## INSTRUCTIONS TO FOLLOW
Copy out every line from the line with "front leg visible?" to the line with "[554,0,1024,53]", shifting each bounding-box coordinate up by 72 and leaving all other text unchanged.

## LISTED ENTRIES
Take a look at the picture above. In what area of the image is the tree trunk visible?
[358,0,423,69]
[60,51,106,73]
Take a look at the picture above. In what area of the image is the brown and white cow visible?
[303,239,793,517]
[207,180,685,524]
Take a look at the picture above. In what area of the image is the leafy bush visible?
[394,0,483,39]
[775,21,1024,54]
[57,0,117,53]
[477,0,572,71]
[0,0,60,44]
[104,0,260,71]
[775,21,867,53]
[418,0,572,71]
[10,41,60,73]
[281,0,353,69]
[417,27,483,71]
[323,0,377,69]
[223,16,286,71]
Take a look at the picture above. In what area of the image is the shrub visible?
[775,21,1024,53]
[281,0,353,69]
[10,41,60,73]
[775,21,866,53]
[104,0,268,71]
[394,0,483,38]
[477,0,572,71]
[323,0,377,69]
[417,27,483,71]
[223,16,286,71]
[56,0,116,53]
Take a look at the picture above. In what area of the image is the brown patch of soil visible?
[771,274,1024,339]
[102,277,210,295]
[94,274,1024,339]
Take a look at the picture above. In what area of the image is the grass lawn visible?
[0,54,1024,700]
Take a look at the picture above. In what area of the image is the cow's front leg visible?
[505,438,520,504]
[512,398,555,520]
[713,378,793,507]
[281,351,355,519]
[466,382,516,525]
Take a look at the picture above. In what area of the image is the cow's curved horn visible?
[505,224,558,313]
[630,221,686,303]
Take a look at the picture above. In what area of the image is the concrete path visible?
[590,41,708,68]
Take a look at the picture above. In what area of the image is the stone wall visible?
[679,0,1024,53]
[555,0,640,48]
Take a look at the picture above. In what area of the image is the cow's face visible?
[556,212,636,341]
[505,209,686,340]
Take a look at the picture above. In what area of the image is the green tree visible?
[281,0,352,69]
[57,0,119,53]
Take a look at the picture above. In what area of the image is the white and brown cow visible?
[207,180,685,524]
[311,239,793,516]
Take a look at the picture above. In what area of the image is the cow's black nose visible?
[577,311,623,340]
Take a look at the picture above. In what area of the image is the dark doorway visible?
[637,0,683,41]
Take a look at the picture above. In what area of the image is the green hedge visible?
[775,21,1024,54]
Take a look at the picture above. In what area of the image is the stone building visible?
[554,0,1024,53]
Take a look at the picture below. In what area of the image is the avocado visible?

## WRITTEN ANSWER
Take a look at the picture above. In what area of the image is the cow's front leg visible?
[577,510,592,576]
[584,470,627,592]
[785,450,865,579]
[353,423,427,591]
[538,454,588,597]
Take a look at the picture above. In what area of the image is the cow's curved horn visible?
[577,296,630,385]
[702,293,758,375]
Take a look at the picture above. In what area of the image is the concrete path visible?
[662,113,780,140]
Take a look at the picture above. In what area of the image is the stone wall visible?
[751,72,1096,125]
[627,72,712,120]
Take a look at the picture above. In what area of the image is the cow's face visible?
[628,284,708,413]
[577,281,758,412]
Take a look at the picture above. In what area of the image is the green tree visible?
[353,72,424,141]
[129,72,191,125]
Take a look at the picture above. In what area of the image is the white and brown cow visible?
[279,252,757,596]
[383,311,865,588]
Take a look at the picture above. In what area of the image is the cow's black nose visible?
[649,383,695,412]
Take a look at the picture above. In what area of the image is the dark doorway visible?
[709,72,755,113]
Take a look at the picture above. In what area of the image is the green hedge visible?
[847,93,1096,126]
Take a look at the picture above. In what area of the image is the stone building visible?
[626,72,1096,125]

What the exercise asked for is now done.